Image boundary annotation data
##########

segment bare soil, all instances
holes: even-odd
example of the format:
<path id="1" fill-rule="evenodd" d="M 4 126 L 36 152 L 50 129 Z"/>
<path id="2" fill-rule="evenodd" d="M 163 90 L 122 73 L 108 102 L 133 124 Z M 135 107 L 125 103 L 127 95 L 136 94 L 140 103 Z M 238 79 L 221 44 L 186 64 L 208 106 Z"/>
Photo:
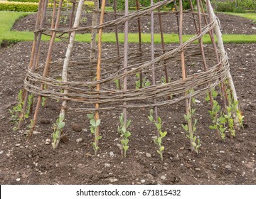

##########

Exercise -
Rewrite every line of the material as a numbered list, skipping blank lines and leaving out the pictures.

Solution to this task -
1. segment bare soil, all instances
2. holes: even-odd
3. example of the format:
4. <path id="1" fill-rule="evenodd" d="M 4 126 L 36 152 L 50 129 Z"/>
5. <path id="2" fill-rule="evenodd" d="M 163 90 L 122 73 L 108 102 L 133 124 Z M 135 107 L 125 103 L 127 95 L 136 94 L 140 103 Z M 238 79 L 221 44 L 186 64 L 208 106 Z"/>
6. Photo:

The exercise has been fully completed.